STATED EXERCISE 1: Set down the part of the clustering thread that begins at the words "One option appears" and stops after the words "to address anyhow...", copying it word for word.

Start a Conversation

Unsolved

This post is more than 5 years old

1716

August 4th, 2009 09:00

To cluster or not to cluster?

We are looking at implementing clustering (Solaris Cluster 3.2 on Solaris 10) but as in all things cost is an issue. We have 5 backups servers at present with 2 more to go in before the year is out - we have two datacentres with 4 servers in one and the 5th in the other. These need a "higher availability" than being standalone servers at the moment and the initial plan was for stretch clusters with a node in each datacentre. All metadata will be stored on ZFS on the same HDS storage array and there will be no storage node functionality on the servers with the exception of an AFTD which will back up indexes and stage to storage nodes via network.

Clustering them all requires 10 (14) servers which is obviously a lot of hardware that is going to spend most of its time unused. So we now have a question how can we achieve a "highish availability" with less servers. We expect the failover process to require manual intervention so a full high availability automatic failover solution is not expected.

One option appears to be to cluster the servers into an N+1 topology where one (it does not state or more) failover server is shared between all nodes which seems a sensible option unless there is an instance of multi-failure which would probably mean there is a more serious problem to address anyhow...

STATED EXERCISE 2: Collect each line in the listing below that contains the word "gray".

RECORDED DATA:

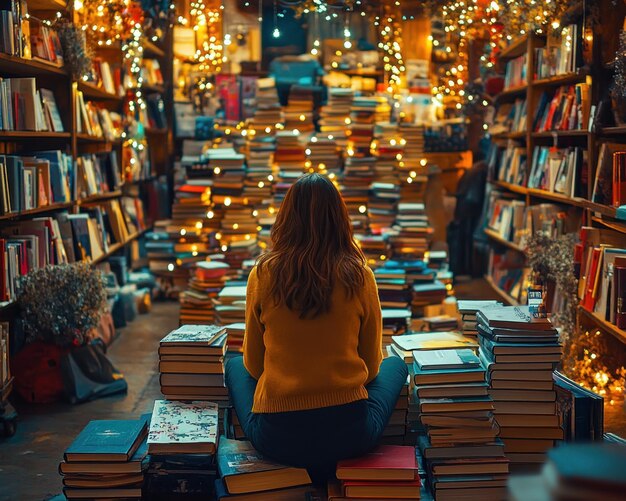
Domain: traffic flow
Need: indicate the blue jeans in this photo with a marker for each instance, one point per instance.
(316, 439)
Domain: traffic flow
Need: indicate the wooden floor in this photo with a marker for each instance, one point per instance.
(29, 460)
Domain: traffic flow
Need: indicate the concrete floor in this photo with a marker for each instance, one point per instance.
(29, 460)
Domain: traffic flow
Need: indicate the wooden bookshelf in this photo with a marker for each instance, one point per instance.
(493, 235)
(602, 325)
(92, 92)
(46, 209)
(504, 296)
(18, 67)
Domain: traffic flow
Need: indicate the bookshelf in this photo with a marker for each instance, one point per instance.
(74, 143)
(578, 201)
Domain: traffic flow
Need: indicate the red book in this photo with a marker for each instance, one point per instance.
(589, 299)
(382, 490)
(387, 462)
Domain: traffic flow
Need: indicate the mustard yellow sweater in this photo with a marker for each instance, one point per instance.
(311, 363)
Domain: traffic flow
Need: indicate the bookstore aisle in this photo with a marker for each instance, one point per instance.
(29, 460)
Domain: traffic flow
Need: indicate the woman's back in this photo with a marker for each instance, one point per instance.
(306, 363)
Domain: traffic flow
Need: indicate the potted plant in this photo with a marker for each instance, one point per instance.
(60, 307)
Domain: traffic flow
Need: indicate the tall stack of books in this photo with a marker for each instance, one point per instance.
(365, 112)
(395, 323)
(182, 444)
(382, 206)
(468, 309)
(230, 305)
(388, 148)
(106, 460)
(245, 474)
(412, 231)
(388, 472)
(191, 363)
(290, 160)
(196, 302)
(335, 115)
(299, 111)
(521, 352)
(322, 154)
(358, 174)
(463, 457)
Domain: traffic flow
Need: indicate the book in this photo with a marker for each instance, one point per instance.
(183, 428)
(445, 359)
(107, 440)
(243, 470)
(386, 462)
(192, 335)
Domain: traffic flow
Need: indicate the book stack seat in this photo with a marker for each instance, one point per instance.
(247, 475)
(182, 444)
(191, 363)
(468, 309)
(388, 472)
(196, 302)
(106, 460)
(335, 115)
(463, 457)
(520, 353)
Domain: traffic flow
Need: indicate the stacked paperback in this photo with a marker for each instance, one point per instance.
(388, 472)
(106, 460)
(520, 352)
(191, 363)
(246, 475)
(182, 443)
(462, 455)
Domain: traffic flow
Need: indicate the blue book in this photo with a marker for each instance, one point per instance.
(107, 440)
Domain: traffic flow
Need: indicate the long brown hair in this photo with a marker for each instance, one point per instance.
(312, 248)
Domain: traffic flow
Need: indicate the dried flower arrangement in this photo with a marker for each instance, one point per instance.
(61, 304)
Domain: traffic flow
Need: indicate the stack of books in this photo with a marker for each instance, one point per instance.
(268, 111)
(412, 232)
(196, 305)
(388, 472)
(191, 363)
(395, 323)
(299, 111)
(182, 444)
(462, 455)
(358, 175)
(520, 353)
(382, 206)
(468, 309)
(335, 115)
(427, 293)
(394, 290)
(106, 460)
(290, 160)
(323, 154)
(230, 305)
(245, 474)
(576, 472)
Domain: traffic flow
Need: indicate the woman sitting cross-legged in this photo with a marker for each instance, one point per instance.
(312, 386)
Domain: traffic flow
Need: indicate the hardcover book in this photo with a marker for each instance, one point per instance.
(386, 462)
(107, 440)
(244, 470)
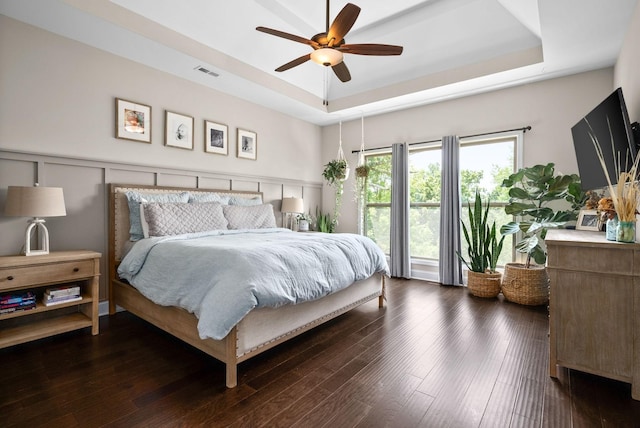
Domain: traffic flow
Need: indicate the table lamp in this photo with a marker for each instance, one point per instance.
(291, 206)
(35, 202)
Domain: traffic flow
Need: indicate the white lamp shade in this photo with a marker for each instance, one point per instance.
(292, 205)
(326, 56)
(34, 202)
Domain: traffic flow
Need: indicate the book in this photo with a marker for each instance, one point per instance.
(8, 298)
(16, 308)
(59, 301)
(63, 291)
(48, 298)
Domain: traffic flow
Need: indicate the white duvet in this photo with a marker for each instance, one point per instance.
(221, 275)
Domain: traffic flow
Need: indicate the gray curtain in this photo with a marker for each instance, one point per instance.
(400, 257)
(450, 265)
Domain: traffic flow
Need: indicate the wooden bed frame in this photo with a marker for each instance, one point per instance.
(260, 330)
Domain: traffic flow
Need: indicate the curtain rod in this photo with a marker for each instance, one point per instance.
(524, 128)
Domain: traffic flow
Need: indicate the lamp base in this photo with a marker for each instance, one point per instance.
(35, 224)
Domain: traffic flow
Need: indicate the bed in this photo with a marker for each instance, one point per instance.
(261, 328)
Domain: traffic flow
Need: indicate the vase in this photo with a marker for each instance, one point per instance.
(626, 231)
(611, 228)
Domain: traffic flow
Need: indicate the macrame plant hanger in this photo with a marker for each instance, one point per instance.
(340, 155)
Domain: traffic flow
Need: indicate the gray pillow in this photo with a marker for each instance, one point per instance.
(135, 198)
(249, 217)
(177, 218)
(239, 200)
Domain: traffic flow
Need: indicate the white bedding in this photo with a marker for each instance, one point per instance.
(221, 275)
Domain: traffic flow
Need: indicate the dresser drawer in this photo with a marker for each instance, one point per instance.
(45, 274)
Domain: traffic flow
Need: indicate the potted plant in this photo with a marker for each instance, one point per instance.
(304, 220)
(336, 172)
(324, 222)
(484, 249)
(531, 191)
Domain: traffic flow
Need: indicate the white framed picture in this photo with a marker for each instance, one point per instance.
(133, 121)
(216, 138)
(588, 220)
(247, 144)
(178, 131)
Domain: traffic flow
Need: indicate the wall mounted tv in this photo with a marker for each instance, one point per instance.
(615, 136)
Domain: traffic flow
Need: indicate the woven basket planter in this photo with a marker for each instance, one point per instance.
(484, 284)
(525, 286)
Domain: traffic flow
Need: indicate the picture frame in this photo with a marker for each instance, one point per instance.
(216, 139)
(133, 121)
(247, 143)
(178, 130)
(589, 220)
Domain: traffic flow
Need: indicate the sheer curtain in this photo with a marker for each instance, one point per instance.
(400, 257)
(450, 266)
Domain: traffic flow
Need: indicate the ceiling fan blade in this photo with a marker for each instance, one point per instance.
(342, 24)
(297, 61)
(342, 71)
(371, 49)
(288, 36)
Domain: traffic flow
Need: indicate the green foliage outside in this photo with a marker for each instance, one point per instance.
(425, 201)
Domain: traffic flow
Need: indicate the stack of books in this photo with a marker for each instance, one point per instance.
(62, 294)
(11, 302)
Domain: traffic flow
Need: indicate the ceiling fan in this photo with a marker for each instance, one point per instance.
(329, 46)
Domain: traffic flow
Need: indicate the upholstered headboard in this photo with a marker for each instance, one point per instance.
(119, 214)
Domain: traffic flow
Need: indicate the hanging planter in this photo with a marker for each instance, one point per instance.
(336, 172)
(362, 170)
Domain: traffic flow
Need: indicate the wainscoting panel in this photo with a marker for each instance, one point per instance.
(85, 190)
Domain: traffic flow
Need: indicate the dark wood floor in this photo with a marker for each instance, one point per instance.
(434, 357)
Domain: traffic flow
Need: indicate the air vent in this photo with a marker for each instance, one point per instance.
(206, 71)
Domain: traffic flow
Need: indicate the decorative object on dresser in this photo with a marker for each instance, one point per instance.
(216, 138)
(531, 190)
(178, 130)
(588, 220)
(594, 320)
(133, 121)
(291, 206)
(483, 249)
(247, 144)
(34, 279)
(35, 202)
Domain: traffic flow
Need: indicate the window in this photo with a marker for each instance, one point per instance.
(484, 163)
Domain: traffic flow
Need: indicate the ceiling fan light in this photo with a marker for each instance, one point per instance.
(326, 56)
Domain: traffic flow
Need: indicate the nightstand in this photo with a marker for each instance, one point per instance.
(36, 274)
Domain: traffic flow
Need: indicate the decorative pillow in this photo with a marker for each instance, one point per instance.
(177, 218)
(135, 198)
(239, 200)
(209, 197)
(249, 217)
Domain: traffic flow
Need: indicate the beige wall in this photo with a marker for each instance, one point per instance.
(58, 98)
(627, 69)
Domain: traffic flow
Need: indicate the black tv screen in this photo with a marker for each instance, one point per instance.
(609, 123)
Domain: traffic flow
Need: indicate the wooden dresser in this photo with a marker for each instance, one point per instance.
(594, 305)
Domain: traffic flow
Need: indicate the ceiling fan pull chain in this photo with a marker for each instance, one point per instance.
(340, 151)
(361, 157)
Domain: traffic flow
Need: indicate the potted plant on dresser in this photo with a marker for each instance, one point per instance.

EXERCISE SOLUTION 1:
One option appears to be to cluster the servers into an N+1 topology where one (it does not state or more) failover server is shared between all nodes which seems a sensible option unless there is an instance of multi-failure which would probably mean there is a more serious problem to address anyhow...

EXERCISE SOLUTION 2:
Need: indicate the gray curtain in this photo with a marker for each instance, one point per instance.
Need: indicate the gray pillow in this photo with a marker for each instance, one point per instance.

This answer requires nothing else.